> Work request
When you reach the line containing "shown by (455,439)." in the data below, begin returning lines exactly as written, and stop once the line containing "shown by (196,166)." has been returned.

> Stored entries
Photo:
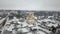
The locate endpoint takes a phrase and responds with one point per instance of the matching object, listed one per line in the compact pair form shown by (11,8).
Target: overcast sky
(30,4)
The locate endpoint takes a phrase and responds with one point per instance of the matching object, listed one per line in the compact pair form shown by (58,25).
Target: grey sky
(30,4)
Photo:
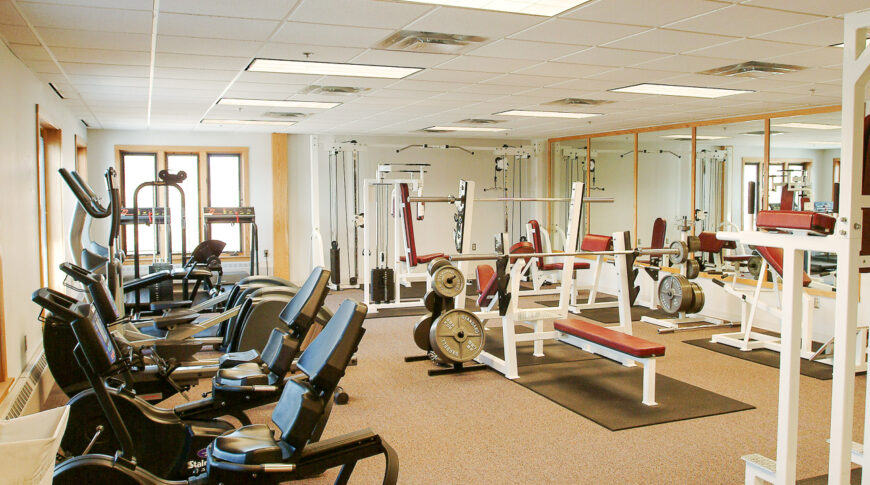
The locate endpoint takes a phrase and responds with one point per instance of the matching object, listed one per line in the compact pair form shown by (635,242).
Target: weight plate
(675,294)
(754,266)
(457,336)
(447,281)
(697,298)
(421,333)
(694,243)
(681,253)
(693,269)
(435,264)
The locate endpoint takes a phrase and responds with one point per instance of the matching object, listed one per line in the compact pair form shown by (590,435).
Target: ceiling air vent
(480,121)
(342,90)
(432,42)
(753,69)
(283,114)
(578,102)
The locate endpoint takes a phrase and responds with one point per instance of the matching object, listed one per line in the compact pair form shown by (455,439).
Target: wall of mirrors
(792,157)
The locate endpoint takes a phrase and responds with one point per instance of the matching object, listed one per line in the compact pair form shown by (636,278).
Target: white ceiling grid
(98,52)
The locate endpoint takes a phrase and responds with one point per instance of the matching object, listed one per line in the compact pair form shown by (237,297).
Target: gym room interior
(434,241)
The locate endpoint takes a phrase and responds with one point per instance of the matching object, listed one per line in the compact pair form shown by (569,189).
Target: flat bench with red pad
(408,221)
(796,220)
(627,344)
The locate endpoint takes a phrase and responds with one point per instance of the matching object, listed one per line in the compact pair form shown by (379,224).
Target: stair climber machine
(173,450)
(171,439)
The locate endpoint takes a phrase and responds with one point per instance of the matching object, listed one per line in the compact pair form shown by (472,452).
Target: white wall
(101,155)
(19,249)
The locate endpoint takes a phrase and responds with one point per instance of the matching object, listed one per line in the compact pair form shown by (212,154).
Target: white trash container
(29,444)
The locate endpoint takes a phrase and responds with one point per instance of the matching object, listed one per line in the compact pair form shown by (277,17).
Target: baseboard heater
(29,390)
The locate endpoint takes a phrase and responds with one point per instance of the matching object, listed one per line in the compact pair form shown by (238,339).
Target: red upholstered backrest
(773,256)
(596,242)
(536,240)
(408,222)
(522,247)
(709,243)
(786,201)
(658,239)
(800,220)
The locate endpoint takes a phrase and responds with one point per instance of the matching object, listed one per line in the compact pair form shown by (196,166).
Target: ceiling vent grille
(578,102)
(431,42)
(341,90)
(480,121)
(753,69)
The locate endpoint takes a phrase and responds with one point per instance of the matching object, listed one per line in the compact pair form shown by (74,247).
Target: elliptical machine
(250,453)
(170,439)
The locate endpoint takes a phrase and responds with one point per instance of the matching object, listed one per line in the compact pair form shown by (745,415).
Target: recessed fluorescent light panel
(277,103)
(697,137)
(247,122)
(463,128)
(809,126)
(547,114)
(330,68)
(546,8)
(674,90)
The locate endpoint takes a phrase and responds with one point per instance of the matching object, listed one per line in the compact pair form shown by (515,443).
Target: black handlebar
(85,195)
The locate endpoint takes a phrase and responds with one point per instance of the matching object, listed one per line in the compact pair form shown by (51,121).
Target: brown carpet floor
(479,427)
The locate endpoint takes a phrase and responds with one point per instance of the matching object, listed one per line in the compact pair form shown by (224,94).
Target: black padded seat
(250,445)
(249,374)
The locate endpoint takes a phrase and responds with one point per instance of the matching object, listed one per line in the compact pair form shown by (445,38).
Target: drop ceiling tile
(261,9)
(395,58)
(749,50)
(483,23)
(646,12)
(191,61)
(487,64)
(520,49)
(84,18)
(202,46)
(669,41)
(604,56)
(276,50)
(18,34)
(330,35)
(562,69)
(743,21)
(214,27)
(448,75)
(577,32)
(101,56)
(390,15)
(29,52)
(828,7)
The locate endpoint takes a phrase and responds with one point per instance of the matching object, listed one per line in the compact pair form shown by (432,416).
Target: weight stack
(382,285)
(161,291)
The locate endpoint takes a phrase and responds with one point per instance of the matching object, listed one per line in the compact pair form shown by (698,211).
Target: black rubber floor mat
(766,357)
(610,394)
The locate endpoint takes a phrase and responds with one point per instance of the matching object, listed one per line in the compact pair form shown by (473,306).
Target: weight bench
(628,350)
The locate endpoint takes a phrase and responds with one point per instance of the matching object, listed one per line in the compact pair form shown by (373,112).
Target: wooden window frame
(161,153)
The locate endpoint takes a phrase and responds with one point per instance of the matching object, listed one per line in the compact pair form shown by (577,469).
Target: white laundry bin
(29,444)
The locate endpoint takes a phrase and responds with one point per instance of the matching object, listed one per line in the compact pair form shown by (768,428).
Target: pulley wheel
(680,254)
(694,243)
(693,269)
(447,281)
(675,294)
(435,264)
(421,333)
(457,336)
(698,298)
(754,266)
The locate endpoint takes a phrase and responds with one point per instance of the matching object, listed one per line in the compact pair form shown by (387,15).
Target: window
(215,177)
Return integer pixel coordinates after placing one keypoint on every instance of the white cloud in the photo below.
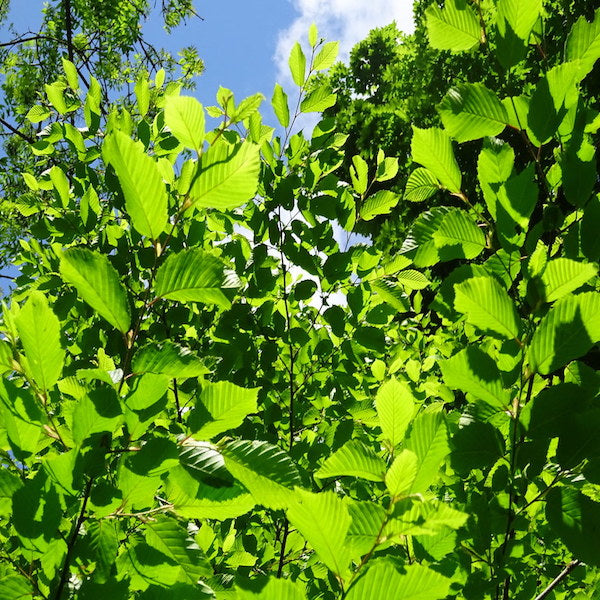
(347, 21)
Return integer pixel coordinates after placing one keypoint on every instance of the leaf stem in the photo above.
(64, 574)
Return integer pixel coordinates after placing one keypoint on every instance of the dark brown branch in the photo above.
(69, 28)
(14, 130)
(64, 574)
(558, 579)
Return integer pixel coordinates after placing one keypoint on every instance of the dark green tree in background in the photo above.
(394, 81)
(105, 43)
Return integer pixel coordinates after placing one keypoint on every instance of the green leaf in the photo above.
(195, 276)
(56, 96)
(359, 174)
(488, 307)
(563, 276)
(432, 148)
(276, 589)
(313, 35)
(167, 536)
(97, 282)
(421, 185)
(412, 280)
(383, 582)
(380, 203)
(97, 412)
(515, 21)
(39, 330)
(323, 520)
(393, 294)
(473, 371)
(583, 43)
(145, 390)
(395, 408)
(15, 587)
(228, 176)
(279, 101)
(169, 359)
(144, 190)
(105, 545)
(318, 100)
(494, 167)
(576, 519)
(428, 439)
(265, 470)
(142, 94)
(471, 111)
(353, 459)
(38, 113)
(568, 331)
(326, 56)
(193, 499)
(455, 27)
(297, 63)
(401, 475)
(184, 116)
(21, 418)
(458, 236)
(222, 406)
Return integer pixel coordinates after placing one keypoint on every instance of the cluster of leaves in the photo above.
(394, 81)
(104, 41)
(205, 396)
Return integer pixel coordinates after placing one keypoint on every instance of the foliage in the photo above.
(105, 48)
(395, 80)
(204, 396)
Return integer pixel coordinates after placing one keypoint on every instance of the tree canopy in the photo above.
(204, 395)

> Problem solution
The locate endpoint takes a phrase and responds with one point per instance of the matching object, listed one per line in the compact pair form shown by (455,439).
Target: wall of mirrors
(792,157)
The locate endpoint takes a phrase and responds with one point per instance of the matching object, listed one per line in the compact pair form shown by (636,278).
Target: white ceiling grid
(98,52)
The locate endpoint takes a phrase and responds with one point per instance of the matching object, listed one per line in the compact pair form shown by (237,297).
Target: gym room interior
(434,241)
The locate endpoint takes a phrase and responds with one point per instance of the matching object, listed one per line in the compact pair form shown by (569,189).
Target: flat bench with red pad
(408,221)
(796,220)
(627,344)
The locate endpoint takes a phrase and responds with one point per instance of the matching object, listed one per line in the compact pair form shown by (379,224).
Target: stair climber machine
(173,450)
(171,439)
The locate endpoint takes a phrase and responds with one point per instance of the matching object, listed one per line in the compact pair form shown by (472,452).
Target: white wall
(101,155)
(19,249)
The locate endpoint takes a phrase and responds with one point per instance of the matching object, listed one per line in the compact pair form shown by (212,154).
Target: white trash container
(29,444)
The locate endpoint takes a phrase and responds with one point per instance of the matching object, listed one per line in the compact pair form shown by (277,17).
Target: baseboard heater
(29,390)
The locate endpoint takes a phrase and responds with one point per instance of the matching object, listed one per line in the compact pair form shown by (238,339).
Target: red upholstered backrest
(773,256)
(596,242)
(536,240)
(408,222)
(522,247)
(709,243)
(786,201)
(658,239)
(800,220)
The locate endpoint takes a phrase and responds with one point per instance of the matching object, listed one per line in the compact pair form shown by (196,166).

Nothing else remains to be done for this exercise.